INSTRUCTIONS FOR THE TASK: Restate word for word the line with "the green weed" and all lines after it; please stop only at the end of the listing below.
......
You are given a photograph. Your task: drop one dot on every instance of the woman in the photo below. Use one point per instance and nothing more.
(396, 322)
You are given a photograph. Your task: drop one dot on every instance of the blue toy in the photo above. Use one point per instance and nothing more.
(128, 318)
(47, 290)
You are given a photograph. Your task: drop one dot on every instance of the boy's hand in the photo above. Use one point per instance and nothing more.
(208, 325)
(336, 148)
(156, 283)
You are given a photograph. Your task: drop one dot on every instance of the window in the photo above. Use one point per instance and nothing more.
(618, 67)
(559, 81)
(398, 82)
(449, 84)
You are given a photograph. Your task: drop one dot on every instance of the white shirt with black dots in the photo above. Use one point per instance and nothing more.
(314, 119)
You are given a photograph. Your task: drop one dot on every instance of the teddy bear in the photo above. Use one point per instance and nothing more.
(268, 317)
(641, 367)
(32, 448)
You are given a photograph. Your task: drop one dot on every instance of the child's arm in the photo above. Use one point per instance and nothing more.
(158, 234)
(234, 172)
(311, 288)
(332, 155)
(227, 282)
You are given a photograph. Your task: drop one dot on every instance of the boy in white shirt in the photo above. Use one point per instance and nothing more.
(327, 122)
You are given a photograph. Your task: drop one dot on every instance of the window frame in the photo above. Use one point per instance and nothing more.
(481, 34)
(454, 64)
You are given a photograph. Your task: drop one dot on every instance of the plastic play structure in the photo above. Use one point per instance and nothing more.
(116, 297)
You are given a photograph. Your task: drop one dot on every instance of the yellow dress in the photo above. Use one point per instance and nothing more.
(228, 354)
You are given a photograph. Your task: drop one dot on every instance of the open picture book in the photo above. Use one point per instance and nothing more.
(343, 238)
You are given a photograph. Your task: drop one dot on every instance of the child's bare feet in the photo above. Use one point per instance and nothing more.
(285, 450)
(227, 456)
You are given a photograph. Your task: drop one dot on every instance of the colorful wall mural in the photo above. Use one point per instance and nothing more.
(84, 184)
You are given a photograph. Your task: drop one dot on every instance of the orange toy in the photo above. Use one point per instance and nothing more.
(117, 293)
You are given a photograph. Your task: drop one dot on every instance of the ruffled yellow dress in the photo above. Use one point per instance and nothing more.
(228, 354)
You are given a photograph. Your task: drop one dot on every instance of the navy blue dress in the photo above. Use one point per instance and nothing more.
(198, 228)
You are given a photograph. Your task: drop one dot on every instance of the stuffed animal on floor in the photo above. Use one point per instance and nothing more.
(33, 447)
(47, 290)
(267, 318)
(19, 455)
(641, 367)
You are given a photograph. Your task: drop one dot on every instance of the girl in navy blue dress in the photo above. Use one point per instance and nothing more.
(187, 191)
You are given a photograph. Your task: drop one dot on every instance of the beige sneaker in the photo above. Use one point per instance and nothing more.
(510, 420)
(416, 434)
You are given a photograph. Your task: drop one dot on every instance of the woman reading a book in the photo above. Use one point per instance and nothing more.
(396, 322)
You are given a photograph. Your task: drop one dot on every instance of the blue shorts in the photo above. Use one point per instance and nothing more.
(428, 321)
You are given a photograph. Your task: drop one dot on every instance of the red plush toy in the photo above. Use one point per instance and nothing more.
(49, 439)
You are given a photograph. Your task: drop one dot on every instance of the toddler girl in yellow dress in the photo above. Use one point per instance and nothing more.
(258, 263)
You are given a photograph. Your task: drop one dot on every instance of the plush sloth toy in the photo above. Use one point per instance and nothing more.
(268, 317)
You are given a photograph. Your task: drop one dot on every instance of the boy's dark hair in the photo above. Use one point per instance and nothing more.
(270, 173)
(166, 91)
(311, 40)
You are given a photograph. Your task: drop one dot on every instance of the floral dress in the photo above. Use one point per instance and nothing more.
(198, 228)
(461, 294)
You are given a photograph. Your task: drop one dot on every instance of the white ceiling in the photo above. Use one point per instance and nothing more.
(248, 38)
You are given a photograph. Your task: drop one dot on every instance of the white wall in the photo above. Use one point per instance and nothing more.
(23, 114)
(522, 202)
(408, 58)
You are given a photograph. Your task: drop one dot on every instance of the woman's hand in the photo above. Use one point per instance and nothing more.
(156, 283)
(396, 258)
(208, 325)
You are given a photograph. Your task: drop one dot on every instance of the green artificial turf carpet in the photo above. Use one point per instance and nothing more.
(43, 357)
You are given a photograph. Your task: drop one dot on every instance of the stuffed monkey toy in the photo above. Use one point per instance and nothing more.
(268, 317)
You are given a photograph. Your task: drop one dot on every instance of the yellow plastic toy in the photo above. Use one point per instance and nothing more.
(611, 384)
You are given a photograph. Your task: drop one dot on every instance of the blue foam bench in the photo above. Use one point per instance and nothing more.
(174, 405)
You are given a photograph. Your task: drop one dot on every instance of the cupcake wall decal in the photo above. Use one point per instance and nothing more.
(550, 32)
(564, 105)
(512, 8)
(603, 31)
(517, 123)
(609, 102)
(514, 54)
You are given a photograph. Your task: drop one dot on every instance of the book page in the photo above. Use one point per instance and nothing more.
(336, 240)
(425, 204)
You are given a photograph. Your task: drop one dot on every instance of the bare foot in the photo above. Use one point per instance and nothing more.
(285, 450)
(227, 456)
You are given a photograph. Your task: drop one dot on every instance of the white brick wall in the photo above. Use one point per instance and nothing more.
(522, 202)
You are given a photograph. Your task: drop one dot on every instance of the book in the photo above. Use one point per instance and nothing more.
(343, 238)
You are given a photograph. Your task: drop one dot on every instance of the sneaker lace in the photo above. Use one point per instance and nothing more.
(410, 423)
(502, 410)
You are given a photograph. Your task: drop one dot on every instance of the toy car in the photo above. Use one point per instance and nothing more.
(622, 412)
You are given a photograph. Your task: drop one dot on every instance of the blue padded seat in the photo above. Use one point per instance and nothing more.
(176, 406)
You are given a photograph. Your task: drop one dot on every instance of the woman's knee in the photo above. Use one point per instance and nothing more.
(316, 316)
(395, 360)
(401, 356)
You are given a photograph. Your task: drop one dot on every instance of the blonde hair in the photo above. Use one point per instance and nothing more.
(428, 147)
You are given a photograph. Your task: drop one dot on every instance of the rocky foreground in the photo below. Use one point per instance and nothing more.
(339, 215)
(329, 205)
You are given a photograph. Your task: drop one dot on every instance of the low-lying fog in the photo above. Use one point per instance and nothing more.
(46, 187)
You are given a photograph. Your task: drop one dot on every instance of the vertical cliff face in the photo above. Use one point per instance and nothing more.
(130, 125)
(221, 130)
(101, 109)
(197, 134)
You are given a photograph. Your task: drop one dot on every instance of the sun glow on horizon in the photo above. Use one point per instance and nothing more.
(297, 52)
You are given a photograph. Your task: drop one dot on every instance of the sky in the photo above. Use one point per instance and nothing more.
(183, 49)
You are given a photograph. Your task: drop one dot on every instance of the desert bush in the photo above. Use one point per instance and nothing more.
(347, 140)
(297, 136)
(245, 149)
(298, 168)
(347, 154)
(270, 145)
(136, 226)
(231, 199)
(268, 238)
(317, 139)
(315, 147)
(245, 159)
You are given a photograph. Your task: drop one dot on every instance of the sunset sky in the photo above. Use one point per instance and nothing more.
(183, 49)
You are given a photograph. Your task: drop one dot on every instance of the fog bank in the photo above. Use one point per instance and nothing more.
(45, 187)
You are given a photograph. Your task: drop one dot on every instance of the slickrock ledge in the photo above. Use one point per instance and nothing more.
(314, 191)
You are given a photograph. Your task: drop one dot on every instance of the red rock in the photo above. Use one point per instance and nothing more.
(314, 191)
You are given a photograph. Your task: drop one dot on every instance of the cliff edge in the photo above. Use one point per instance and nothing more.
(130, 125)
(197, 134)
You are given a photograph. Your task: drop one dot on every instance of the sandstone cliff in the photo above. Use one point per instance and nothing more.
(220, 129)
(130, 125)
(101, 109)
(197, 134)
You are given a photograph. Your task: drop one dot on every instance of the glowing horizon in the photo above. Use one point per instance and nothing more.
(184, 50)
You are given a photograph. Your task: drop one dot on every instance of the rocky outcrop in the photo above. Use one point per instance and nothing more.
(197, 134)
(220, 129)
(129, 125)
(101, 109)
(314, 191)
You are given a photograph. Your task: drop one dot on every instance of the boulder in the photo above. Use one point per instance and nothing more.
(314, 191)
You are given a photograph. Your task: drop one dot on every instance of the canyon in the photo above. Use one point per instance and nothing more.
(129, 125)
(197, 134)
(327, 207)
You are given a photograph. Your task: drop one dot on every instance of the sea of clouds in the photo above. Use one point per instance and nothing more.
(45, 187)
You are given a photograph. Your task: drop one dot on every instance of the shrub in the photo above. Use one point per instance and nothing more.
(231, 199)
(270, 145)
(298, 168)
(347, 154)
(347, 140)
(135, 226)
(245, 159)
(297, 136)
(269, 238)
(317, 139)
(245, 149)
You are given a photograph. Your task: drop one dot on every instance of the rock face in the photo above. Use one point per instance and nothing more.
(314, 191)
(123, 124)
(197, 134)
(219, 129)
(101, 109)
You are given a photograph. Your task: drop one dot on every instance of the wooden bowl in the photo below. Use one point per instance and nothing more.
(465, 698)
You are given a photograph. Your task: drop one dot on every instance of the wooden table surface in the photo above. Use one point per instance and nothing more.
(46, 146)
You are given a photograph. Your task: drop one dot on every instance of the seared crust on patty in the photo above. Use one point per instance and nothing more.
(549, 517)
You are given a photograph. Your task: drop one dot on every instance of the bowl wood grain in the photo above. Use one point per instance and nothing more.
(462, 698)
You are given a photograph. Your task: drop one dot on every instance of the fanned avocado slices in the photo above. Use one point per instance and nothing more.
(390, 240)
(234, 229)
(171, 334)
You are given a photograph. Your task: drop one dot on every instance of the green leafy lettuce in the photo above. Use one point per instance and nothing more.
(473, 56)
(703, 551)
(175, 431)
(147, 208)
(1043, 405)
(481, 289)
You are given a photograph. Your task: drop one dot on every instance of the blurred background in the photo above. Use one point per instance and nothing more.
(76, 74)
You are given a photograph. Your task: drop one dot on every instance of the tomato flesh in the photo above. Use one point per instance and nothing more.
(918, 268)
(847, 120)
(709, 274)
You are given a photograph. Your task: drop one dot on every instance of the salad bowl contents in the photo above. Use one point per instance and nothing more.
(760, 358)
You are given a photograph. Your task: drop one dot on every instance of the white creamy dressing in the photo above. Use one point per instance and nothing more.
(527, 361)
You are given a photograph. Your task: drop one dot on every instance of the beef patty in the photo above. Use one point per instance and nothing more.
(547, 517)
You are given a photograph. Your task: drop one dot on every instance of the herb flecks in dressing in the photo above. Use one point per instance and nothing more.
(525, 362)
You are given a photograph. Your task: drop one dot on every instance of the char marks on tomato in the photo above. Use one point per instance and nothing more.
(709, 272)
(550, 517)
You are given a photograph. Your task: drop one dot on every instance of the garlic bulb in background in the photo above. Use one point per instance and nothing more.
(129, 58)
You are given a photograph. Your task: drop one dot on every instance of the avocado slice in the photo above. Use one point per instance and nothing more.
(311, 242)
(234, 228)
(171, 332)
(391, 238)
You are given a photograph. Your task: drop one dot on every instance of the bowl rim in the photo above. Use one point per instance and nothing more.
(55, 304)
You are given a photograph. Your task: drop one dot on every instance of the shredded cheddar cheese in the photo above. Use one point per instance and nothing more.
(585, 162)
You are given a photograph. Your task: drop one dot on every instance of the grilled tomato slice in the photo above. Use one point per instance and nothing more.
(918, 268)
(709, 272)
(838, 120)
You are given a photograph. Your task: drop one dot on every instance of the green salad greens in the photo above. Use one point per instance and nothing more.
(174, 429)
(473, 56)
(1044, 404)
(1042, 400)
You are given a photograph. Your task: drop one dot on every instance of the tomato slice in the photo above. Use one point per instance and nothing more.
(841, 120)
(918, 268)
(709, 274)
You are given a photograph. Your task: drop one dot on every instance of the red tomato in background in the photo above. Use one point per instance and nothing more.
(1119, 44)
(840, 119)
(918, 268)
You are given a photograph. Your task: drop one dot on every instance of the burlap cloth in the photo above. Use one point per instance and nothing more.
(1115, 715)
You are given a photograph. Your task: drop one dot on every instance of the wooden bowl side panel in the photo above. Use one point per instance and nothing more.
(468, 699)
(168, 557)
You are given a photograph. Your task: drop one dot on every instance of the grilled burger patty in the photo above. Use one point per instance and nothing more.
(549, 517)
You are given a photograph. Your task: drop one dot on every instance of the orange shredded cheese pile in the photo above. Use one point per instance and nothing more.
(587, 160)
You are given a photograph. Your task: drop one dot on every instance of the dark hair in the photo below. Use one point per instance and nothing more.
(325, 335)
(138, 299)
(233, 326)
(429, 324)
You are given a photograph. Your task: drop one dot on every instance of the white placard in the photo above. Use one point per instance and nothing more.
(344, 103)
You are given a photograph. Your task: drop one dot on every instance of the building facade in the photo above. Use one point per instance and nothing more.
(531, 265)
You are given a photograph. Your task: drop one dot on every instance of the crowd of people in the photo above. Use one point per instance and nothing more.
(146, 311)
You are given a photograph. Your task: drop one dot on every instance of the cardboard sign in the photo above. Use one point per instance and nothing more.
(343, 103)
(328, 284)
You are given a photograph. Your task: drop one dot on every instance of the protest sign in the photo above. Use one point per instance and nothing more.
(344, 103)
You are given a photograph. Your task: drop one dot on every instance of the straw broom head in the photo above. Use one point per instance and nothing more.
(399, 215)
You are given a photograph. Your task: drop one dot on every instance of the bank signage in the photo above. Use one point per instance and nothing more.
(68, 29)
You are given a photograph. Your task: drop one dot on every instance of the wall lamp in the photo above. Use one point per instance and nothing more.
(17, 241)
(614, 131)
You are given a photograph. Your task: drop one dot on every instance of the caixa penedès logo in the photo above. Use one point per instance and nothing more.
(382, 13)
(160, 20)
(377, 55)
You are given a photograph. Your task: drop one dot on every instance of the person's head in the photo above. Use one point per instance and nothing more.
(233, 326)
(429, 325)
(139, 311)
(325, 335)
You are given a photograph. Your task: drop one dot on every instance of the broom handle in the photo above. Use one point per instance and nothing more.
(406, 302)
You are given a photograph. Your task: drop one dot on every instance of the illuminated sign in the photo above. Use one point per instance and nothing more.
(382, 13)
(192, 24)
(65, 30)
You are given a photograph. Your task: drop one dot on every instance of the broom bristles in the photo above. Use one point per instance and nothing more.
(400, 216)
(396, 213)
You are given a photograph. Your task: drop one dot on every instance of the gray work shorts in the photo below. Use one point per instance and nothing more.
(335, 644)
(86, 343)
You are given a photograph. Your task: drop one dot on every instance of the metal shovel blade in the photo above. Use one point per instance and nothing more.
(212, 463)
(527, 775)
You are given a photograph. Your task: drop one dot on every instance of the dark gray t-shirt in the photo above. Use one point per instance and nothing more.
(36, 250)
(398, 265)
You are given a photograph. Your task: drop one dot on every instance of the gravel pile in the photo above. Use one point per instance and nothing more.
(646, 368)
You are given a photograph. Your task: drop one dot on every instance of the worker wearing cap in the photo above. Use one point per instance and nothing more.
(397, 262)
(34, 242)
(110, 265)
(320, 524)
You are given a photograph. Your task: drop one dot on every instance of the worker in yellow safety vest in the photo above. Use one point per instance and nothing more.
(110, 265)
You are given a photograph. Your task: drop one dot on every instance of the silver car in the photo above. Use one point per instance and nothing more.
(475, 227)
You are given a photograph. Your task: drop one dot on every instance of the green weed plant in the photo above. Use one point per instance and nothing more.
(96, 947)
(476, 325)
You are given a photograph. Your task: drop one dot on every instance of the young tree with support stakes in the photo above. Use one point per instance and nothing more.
......
ANSWER FOR THIS EXERCISE:
You are given a photograph. Your task: drop one dot on every instance of the green weed plant in the photo above. Use one point per instance and nothing more.
(96, 947)
(476, 325)
You are given a photograph. Your task: drop one dot on every instance of the young tree with support stakes in the photo above. Use one point per instance and nothing more.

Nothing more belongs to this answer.